Jörg Hausleiter ist wesentlich für den Aufbau und die Etablierung der nicht invasiven kardialen Diagnostik mittels Mehrschicht-Computertomographie in Deutschland mitverantwortlich. In den vergangenen sechs Jahren hat er sich intensiv damit beschäftigt, welche einzelnen Schritte zu unternehmen sind, um die Strahlendosis bei der Herz-CT zu senken, ohne dabei die Bildqualität zu beeinträchtigen. Jeder dieser Schritte wurde in einer eigenen Studie, die in Kooperation mit anderen internationalen Zentren realisiert wurden, genauestens evaluiert. „Als Erstes haben wir herausgefunden, dass die Dosis um 30 Prozent gemindert werden kann, indem man bei nicht übergewichtigen Patienten die Röhrenspannung von üblichen 120 kV auf 100 kV absenkt“, berichtet der Kardiologe, „dabei haben wir uns Erfahrungen aus der Kinderradiologie zunutze gemacht, wo dem Thema ‚Strahlendosis‘ bereits sehr viel früher Beachtung geschenkt wurde.“

In der zweiten Studie wurde ein völlig neuartiger Untersuchungsmodus getestet. „Dabei handelte es sich um die axiale Technik im Vergleich zur Spiralakquisition. Die Untersuchungsergebnisse waren identisch, aber die Dosis konnte um 70 Prozent reduziert werden“, sagt Hausleiter. Im Folgenden hat das Forscherteam dann eine ganz neue Untersuchungsmethode auf Herz und Nieren geprüft. Die Dual-Source-Technologie der Firma Siemens arbeitet mit zwei Röntgenröhren und zwei Detektoren, die synchron rotieren und gleichzeitig Daten aufnehmen. Tatsächlich, bestätigt der Münchner Oberarzt, lasse sich mithilfe von Dual Source die Kardio-CT mit ≤ 1 mSV durchführen. In der letzten Studie drehte sich alles um die Bildnachverarbeitung und um die Erkenntnis, dass die gleichzeitige Verwendung von iterativen Rekonstruktionsalgorithmen und 30 Prozent weniger Röhrenstrom ebenfalls eine Dosiseinsparung von 30 Prozent gegenüber Standardrekonstruktionen mit normaler Röhrenstromleistung erzielt.

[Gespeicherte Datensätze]
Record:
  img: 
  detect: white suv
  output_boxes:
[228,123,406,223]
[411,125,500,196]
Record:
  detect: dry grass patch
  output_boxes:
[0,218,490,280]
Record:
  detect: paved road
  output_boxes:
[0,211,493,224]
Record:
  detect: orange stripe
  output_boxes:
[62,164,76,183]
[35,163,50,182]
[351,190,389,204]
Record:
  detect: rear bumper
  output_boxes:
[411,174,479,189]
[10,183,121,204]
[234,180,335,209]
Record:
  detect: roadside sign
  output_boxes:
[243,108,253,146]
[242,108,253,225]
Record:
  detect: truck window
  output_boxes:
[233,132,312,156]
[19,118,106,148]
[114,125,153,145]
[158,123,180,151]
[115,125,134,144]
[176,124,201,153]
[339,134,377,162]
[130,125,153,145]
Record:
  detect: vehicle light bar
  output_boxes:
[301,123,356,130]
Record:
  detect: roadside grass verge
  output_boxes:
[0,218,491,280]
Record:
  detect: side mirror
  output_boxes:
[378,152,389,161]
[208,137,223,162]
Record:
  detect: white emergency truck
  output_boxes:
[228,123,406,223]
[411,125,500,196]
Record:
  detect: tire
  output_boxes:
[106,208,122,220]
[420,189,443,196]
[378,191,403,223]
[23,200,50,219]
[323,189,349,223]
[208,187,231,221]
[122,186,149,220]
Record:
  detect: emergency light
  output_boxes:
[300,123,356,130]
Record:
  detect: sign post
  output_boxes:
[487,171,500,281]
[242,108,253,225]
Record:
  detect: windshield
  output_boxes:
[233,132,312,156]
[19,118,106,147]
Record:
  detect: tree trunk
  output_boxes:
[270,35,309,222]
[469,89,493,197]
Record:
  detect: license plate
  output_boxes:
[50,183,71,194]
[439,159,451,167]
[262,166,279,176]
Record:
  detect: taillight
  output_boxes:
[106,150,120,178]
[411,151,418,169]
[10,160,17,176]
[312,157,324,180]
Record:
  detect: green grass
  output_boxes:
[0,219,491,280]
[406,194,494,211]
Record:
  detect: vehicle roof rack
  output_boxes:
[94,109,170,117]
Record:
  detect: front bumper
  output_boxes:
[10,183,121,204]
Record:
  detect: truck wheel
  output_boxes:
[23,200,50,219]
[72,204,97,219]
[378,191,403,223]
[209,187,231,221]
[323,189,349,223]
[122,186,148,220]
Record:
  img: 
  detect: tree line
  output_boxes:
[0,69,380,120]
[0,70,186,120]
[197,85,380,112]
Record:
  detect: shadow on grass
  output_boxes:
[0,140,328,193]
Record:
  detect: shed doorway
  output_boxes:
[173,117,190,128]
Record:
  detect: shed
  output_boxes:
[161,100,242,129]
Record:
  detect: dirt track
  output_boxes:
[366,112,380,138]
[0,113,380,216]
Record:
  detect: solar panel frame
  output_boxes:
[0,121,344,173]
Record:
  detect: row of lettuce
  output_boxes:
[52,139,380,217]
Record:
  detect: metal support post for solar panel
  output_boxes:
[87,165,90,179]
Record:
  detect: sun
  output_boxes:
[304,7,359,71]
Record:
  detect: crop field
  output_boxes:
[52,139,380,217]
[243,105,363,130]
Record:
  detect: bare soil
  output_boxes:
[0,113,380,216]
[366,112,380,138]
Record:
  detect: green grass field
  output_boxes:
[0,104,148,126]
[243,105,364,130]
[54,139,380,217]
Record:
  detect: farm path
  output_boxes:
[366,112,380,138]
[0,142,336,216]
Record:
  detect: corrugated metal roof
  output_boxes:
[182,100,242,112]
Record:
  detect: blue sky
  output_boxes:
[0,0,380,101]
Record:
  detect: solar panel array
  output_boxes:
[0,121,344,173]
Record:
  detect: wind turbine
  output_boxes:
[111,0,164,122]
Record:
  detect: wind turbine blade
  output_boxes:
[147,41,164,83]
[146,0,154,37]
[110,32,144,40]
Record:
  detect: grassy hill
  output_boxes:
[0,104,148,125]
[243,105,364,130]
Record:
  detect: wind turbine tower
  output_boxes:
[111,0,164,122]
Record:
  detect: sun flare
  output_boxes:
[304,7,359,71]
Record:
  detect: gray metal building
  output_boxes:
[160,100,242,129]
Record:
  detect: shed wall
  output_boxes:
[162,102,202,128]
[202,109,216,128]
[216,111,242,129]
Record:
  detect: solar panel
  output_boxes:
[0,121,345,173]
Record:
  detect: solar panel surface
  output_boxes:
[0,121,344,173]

• **Aufgabenstellung**
Um wie viel Prozent ließ sich laut dem Auszug über die Strahlendosis bei der Herz-CT die Dosis mit der axialen Technik im Vergleich zur Spiralakquisition senken? Die Datensätze werden für die Bearbeitung nicht benötigt.

• **Ergebnis**
Um 70 Prozent.